Records for this exercise Start Marker

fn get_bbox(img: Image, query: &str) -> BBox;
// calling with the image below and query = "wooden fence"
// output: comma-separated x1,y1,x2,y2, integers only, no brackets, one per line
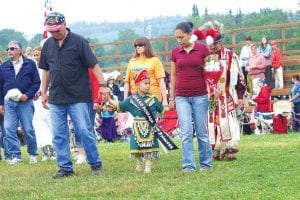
1,21,300,74
88,21,300,73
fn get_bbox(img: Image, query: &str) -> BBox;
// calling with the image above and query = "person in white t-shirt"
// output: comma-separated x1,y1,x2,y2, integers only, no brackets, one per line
239,35,253,90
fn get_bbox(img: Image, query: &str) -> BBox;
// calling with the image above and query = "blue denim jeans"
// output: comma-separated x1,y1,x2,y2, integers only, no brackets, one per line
0,114,7,160
3,99,37,160
175,95,212,170
74,102,96,148
49,102,101,171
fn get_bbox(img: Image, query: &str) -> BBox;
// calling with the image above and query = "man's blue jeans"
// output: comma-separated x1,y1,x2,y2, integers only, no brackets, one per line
4,99,37,159
175,95,212,170
74,102,96,148
49,102,101,171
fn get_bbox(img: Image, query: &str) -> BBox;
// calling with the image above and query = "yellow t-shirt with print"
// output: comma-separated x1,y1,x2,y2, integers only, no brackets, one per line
125,57,165,101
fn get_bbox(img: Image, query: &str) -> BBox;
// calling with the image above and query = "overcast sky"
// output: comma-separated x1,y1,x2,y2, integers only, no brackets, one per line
0,0,298,38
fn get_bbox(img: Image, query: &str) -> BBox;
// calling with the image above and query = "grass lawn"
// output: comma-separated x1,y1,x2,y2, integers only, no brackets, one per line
0,133,299,200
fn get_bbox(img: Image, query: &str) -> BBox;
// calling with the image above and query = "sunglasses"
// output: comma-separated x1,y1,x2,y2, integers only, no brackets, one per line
6,47,19,51
134,43,145,48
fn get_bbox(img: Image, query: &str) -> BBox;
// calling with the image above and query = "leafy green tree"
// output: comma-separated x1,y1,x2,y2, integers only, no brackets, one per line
0,29,27,51
117,29,139,64
235,9,242,25
192,4,199,17
28,33,43,48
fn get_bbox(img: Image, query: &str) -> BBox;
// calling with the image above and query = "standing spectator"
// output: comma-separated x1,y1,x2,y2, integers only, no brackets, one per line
0,58,6,161
32,46,56,161
124,37,168,106
169,21,212,171
289,75,300,131
118,75,125,101
24,46,34,60
107,76,121,101
258,36,273,88
0,114,7,161
271,40,284,89
239,35,253,90
198,20,246,160
0,41,40,165
39,12,108,178
247,45,266,96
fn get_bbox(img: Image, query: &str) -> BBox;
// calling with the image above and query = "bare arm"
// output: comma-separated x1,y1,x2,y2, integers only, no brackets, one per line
124,82,130,99
158,78,168,106
91,64,109,101
169,61,177,110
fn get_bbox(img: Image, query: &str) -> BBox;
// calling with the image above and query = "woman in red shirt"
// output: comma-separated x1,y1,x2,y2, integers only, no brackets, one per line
169,21,212,172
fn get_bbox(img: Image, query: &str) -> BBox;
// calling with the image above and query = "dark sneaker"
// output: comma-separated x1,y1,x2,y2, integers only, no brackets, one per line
52,169,74,179
91,165,102,175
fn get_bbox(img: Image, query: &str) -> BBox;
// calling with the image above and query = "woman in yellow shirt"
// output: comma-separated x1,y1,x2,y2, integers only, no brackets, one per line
124,37,168,106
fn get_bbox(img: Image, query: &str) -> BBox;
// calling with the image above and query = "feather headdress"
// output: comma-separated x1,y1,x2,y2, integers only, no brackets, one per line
199,20,224,45
190,29,205,42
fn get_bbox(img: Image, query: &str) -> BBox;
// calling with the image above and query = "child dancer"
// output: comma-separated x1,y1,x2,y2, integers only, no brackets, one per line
109,69,167,173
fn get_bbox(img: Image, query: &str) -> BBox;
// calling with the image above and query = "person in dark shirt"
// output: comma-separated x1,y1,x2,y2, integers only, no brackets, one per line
39,12,108,178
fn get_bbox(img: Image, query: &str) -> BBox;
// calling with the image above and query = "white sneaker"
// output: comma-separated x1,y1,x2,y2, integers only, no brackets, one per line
7,157,23,165
41,155,48,161
254,128,261,135
76,155,86,164
29,155,38,164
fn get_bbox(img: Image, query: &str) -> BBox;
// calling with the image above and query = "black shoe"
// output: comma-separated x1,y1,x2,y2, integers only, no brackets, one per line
53,169,74,179
91,165,102,175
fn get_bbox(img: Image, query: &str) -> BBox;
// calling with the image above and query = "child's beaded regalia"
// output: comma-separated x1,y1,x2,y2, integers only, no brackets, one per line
193,21,246,160
113,69,169,173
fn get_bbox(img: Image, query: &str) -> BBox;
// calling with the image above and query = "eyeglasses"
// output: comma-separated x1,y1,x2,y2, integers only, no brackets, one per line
6,47,19,51
134,43,145,48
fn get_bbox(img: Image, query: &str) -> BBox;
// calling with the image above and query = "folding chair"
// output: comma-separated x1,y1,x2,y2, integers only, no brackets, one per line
272,100,293,133
158,110,180,138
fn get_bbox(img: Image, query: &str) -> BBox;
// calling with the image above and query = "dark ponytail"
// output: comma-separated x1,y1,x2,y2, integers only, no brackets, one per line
175,21,193,33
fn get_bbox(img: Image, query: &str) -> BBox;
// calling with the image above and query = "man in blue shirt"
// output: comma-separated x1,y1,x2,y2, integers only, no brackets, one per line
0,41,40,165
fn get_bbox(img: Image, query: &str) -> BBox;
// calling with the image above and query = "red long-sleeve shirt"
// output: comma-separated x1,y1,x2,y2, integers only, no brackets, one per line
88,68,102,104
271,47,282,68
253,86,272,112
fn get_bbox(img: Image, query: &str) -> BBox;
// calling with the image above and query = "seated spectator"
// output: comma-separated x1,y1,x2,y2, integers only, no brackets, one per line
253,79,272,113
100,88,118,143
253,79,272,134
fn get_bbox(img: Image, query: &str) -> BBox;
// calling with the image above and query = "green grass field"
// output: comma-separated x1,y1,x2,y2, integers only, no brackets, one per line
0,133,299,200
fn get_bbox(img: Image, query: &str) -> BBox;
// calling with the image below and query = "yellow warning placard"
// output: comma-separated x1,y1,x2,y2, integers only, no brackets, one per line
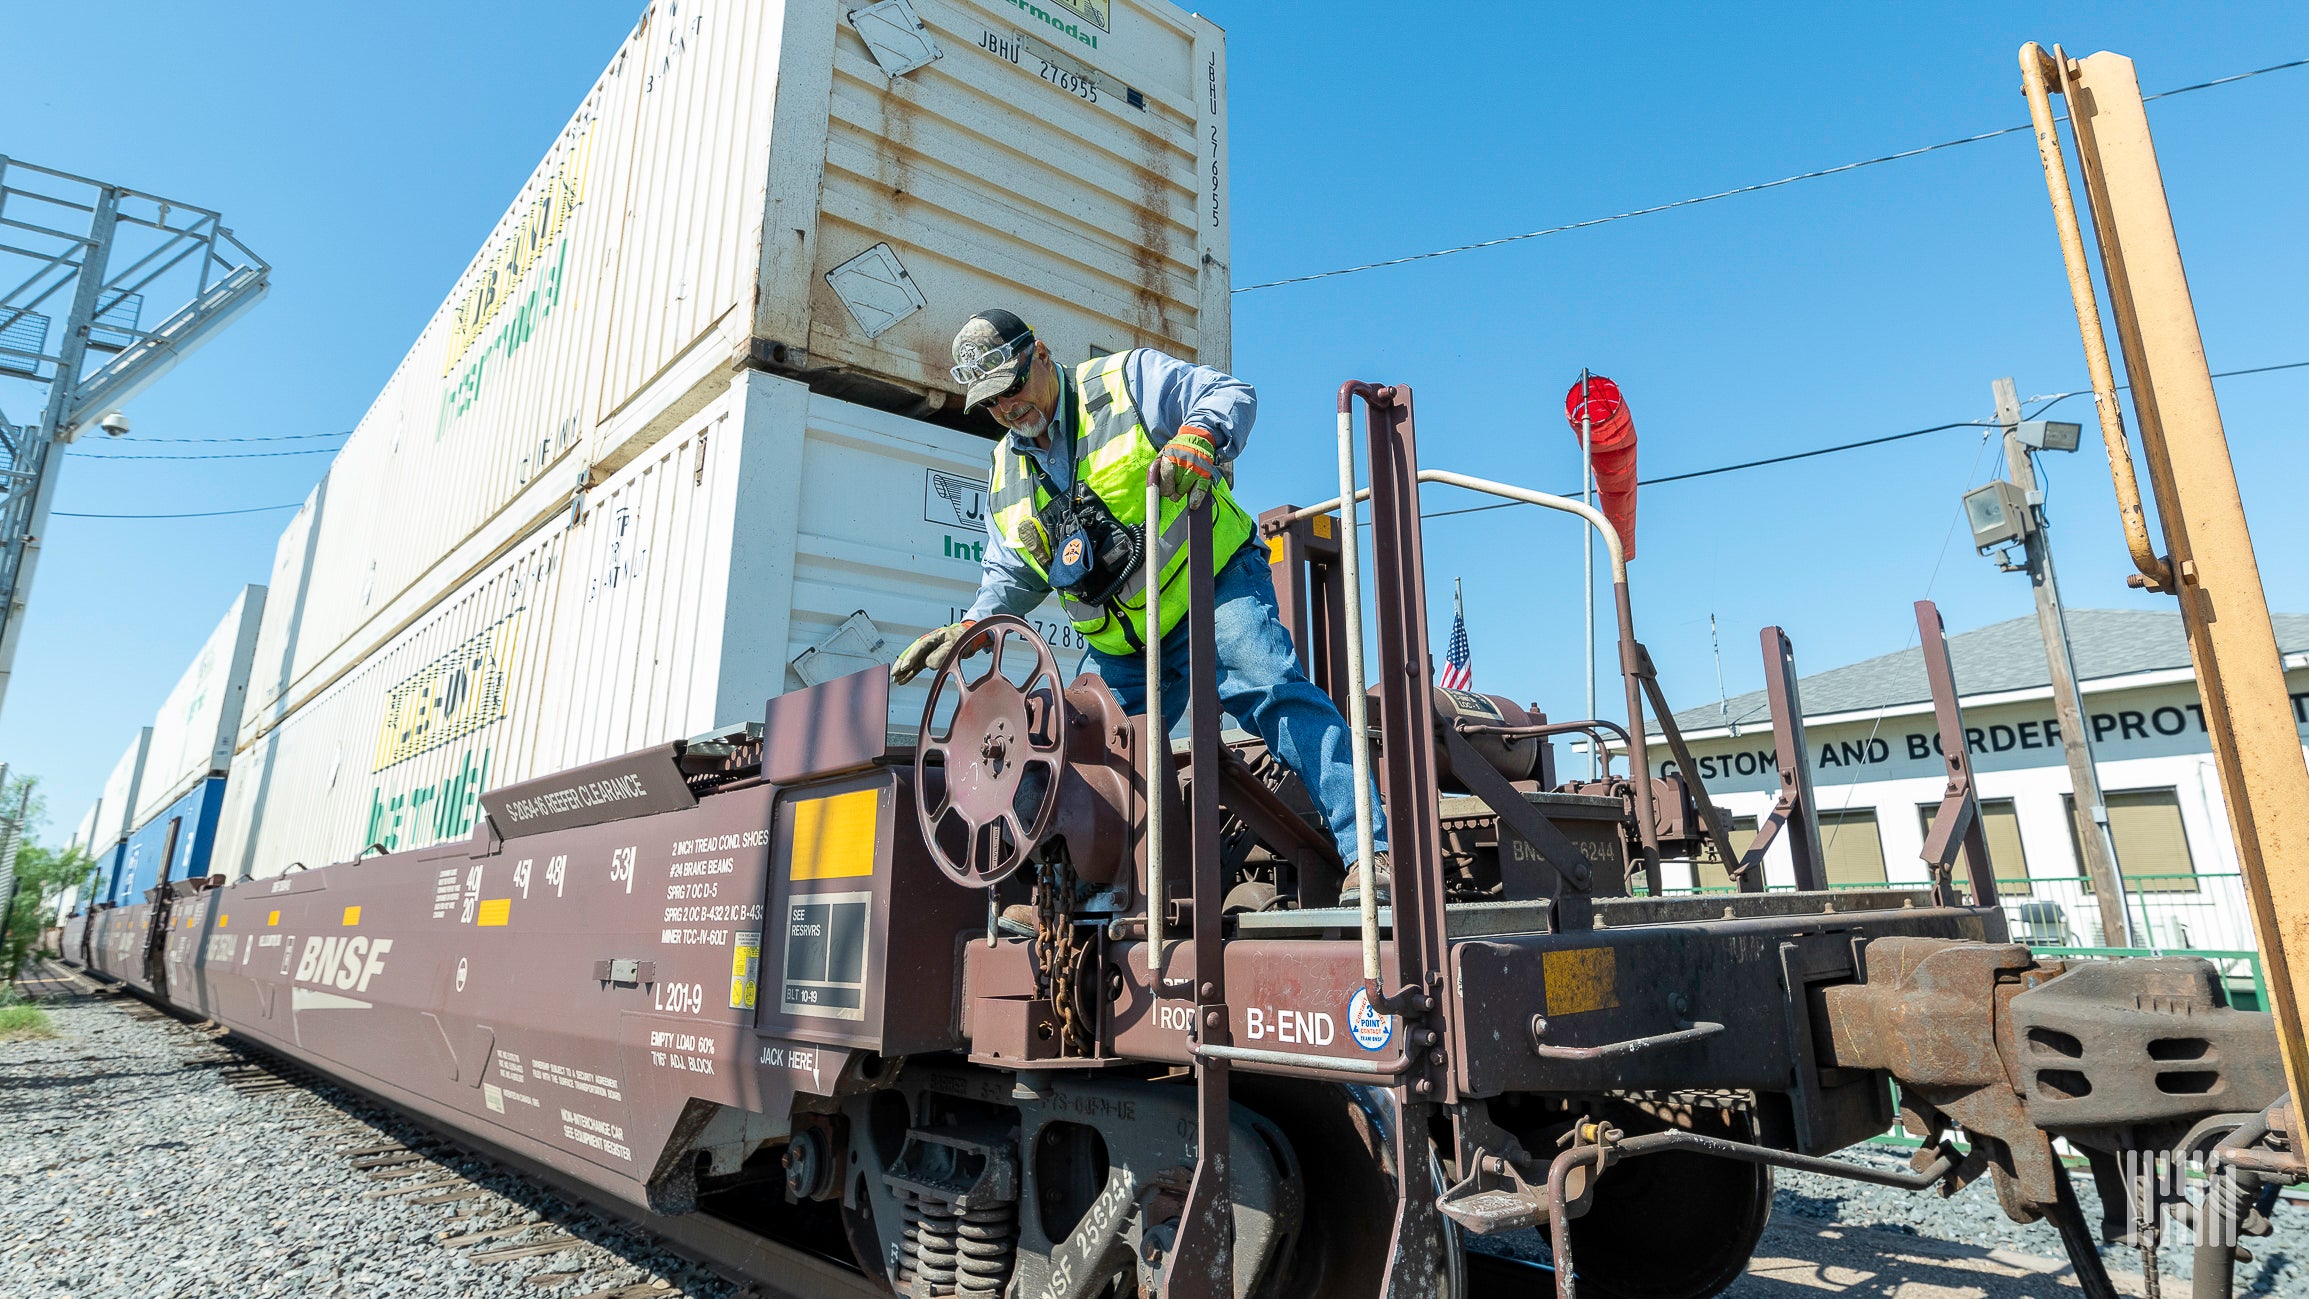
476,898,512,927
1543,947,1620,1017
342,905,362,926
789,789,880,880
730,930,761,1009
267,910,280,926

Records for this exercise End Marker

__Your goal__. State the number of lines in these entries where the word "woman" occurs, without any other words.

__Answer space__. 2